--- DATA RECORDS ---

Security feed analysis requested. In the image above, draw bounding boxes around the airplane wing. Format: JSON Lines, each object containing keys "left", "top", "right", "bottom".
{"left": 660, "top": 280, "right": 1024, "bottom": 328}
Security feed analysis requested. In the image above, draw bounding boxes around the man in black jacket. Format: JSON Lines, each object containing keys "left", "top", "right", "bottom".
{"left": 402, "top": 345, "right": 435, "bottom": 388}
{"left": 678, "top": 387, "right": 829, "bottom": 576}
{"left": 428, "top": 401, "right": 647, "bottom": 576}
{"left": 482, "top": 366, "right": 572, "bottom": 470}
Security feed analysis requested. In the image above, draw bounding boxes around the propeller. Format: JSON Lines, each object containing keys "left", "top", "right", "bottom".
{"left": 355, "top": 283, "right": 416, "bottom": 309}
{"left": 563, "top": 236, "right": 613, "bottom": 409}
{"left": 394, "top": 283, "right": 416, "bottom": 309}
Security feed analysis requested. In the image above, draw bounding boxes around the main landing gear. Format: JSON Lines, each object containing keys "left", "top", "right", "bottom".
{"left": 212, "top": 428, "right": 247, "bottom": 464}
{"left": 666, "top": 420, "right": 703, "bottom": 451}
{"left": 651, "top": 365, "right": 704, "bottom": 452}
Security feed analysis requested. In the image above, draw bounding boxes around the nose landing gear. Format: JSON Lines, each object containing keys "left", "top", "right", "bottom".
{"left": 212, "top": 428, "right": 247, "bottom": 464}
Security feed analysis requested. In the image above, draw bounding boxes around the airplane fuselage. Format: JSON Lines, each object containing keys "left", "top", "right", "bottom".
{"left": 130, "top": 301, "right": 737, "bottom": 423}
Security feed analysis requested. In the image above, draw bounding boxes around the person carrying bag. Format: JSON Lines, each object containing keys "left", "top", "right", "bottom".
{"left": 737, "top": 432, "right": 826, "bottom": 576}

---

THE PROBLEM: Only an exact copy of the data above will do.

TASK RESPONSE:
Security feed analysis requested. In the image above, draw bounding boxes around the airplane wing. Format: JSON Lines, each object containing keys "left", "top", "right", "bottom".
{"left": 660, "top": 280, "right": 1024, "bottom": 328}
Security feed analysis requested. In the image above, draw bounding boxes around the man in black jacket. Format: JSON Lines, each object containing keys "left", "top", "right", "bottom".
{"left": 402, "top": 345, "right": 435, "bottom": 388}
{"left": 678, "top": 387, "right": 829, "bottom": 576}
{"left": 428, "top": 401, "right": 647, "bottom": 576}
{"left": 482, "top": 366, "right": 572, "bottom": 470}
Security feed analysis requested. In the image above, draw bounding boxes around the propeller. Format: JSON Lines, each object containing keys "left", "top", "right", "bottom".
{"left": 355, "top": 283, "right": 416, "bottom": 309}
{"left": 563, "top": 236, "right": 613, "bottom": 409}
{"left": 394, "top": 283, "right": 416, "bottom": 309}
Security feed analysis requested. In the image above, draw bounding boxes around the main landing gear. Format: JSON Lines, each object containing keys "left", "top", "right", "bottom".
{"left": 212, "top": 428, "right": 247, "bottom": 464}
{"left": 666, "top": 420, "right": 703, "bottom": 451}
{"left": 651, "top": 365, "right": 704, "bottom": 452}
Security feed analysis requested. In the image above, draw bounding boxes around the nose landing gear. Format: JSON Lines, each object containing keys "left", "top", "right", "bottom".
{"left": 212, "top": 428, "right": 247, "bottom": 464}
Security feed analysis requested. In the image above, draw bounding boxes around the airplane fuselage. Format: JSON Lines, each object containing keys "left", "top", "right", "bottom".
{"left": 130, "top": 301, "right": 737, "bottom": 423}
Security feed analysis requested. In the image above, draw bounding boxes around the person carrying bag. Format: JSON Lines, each object containing keys "left", "top", "right", "bottom".
{"left": 737, "top": 432, "right": 826, "bottom": 576}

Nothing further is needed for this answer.